- _EXERCISE DIRECTIONS_
Your response should consist of one number, the count of lines below that contain "segment".

________________

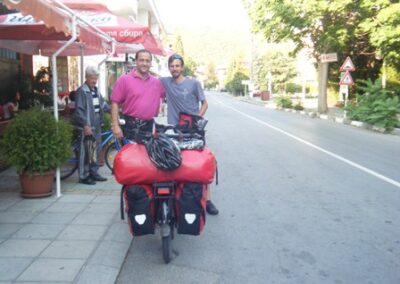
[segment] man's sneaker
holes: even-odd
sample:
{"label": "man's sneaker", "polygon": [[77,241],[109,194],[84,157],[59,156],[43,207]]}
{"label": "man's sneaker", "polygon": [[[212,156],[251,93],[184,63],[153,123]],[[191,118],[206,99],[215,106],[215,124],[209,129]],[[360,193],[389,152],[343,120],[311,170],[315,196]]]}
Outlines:
{"label": "man's sneaker", "polygon": [[218,212],[219,212],[217,207],[215,207],[215,205],[211,202],[211,200],[207,200],[206,210],[207,210],[207,213],[210,215],[218,215]]}
{"label": "man's sneaker", "polygon": [[79,183],[88,184],[88,185],[95,185],[96,184],[96,182],[91,177],[80,179]]}
{"label": "man's sneaker", "polygon": [[102,176],[99,175],[99,174],[97,174],[97,175],[92,175],[91,178],[92,178],[94,181],[106,181],[106,180],[107,180],[107,178],[102,177]]}

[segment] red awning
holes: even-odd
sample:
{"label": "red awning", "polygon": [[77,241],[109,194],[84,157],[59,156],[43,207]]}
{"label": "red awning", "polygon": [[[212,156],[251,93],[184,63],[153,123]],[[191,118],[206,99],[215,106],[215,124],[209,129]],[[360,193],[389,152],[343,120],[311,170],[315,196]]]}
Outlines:
{"label": "red awning", "polygon": [[[31,15],[37,21],[42,21],[49,32],[54,33],[55,36],[64,34],[68,38],[72,34],[72,23],[74,12],[68,8],[63,7],[55,0],[4,0],[3,3],[9,9],[17,9],[23,15]],[[78,39],[83,42],[87,47],[94,48],[99,53],[107,53],[112,49],[112,44],[109,37],[104,35],[101,31],[94,29],[77,17]],[[46,36],[42,33],[43,37]],[[29,39],[29,38],[25,38]],[[42,40],[45,38],[42,38]]]}

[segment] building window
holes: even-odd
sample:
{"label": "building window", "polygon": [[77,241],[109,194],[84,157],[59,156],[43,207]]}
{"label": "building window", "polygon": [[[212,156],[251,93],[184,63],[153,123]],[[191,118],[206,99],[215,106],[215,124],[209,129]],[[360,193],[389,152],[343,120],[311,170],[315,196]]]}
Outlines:
{"label": "building window", "polygon": [[17,53],[7,48],[0,48],[0,58],[17,60]]}

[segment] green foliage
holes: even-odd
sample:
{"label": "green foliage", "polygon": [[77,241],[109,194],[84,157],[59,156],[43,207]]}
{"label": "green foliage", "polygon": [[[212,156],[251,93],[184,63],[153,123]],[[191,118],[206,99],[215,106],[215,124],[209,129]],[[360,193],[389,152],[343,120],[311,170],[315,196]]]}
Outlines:
{"label": "green foliage", "polygon": [[190,56],[186,56],[183,76],[196,77],[196,70],[197,63]]}
{"label": "green foliage", "polygon": [[215,70],[215,65],[213,62],[210,62],[207,66],[206,77],[207,80],[205,82],[205,87],[207,89],[215,88],[218,85],[217,72]]}
{"label": "green foliage", "polygon": [[40,67],[33,78],[33,94],[34,99],[41,105],[53,105],[53,98],[51,97],[51,81],[50,81],[50,68]]}
{"label": "green foliage", "polygon": [[364,19],[360,30],[369,34],[371,45],[386,63],[397,66],[400,71],[400,3],[390,0],[362,2],[365,8],[375,13],[373,17]]}
{"label": "green foliage", "polygon": [[71,156],[72,126],[52,113],[33,108],[19,114],[6,128],[1,147],[18,173],[46,172]]}
{"label": "green foliage", "polygon": [[285,92],[289,94],[294,94],[294,93],[300,93],[302,91],[302,88],[299,84],[296,83],[286,83],[285,85]]}
{"label": "green foliage", "polygon": [[[244,1],[254,31],[269,42],[292,41],[295,54],[312,47],[317,61],[323,53],[337,52],[339,61],[351,55],[357,66],[354,78],[378,78],[378,53],[388,63],[400,58],[400,4],[394,1]],[[335,65],[331,64],[332,73],[338,69]]]}
{"label": "green foliage", "polygon": [[388,131],[400,126],[397,114],[400,113],[399,96],[382,89],[381,81],[370,79],[361,81],[363,94],[357,94],[357,101],[346,107],[350,119],[359,120]]}
{"label": "green foliage", "polygon": [[292,108],[293,103],[289,96],[279,96],[276,98],[276,105],[281,108]]}
{"label": "green foliage", "polygon": [[268,90],[268,72],[271,72],[272,86],[283,93],[287,81],[296,76],[294,58],[281,51],[269,51],[255,59],[254,71],[260,90]]}
{"label": "green foliage", "polygon": [[185,50],[183,49],[183,42],[182,42],[182,37],[181,35],[176,35],[174,44],[172,45],[172,48],[175,53],[181,55],[183,58],[185,58]]}
{"label": "green foliage", "polygon": [[248,79],[249,76],[246,74],[242,72],[236,72],[233,75],[233,78],[226,84],[226,89],[235,96],[241,96],[245,92],[245,86],[242,84],[242,81]]}
{"label": "green foliage", "polygon": [[101,125],[101,131],[105,132],[111,129],[111,114],[105,112],[103,115],[103,124]]}
{"label": "green foliage", "polygon": [[293,108],[294,108],[295,110],[304,110],[304,107],[302,106],[302,104],[301,104],[300,102],[298,102],[297,104],[295,104],[295,105],[293,106]]}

________________

- _SOLUTION FOR THIS PROBLEM_
4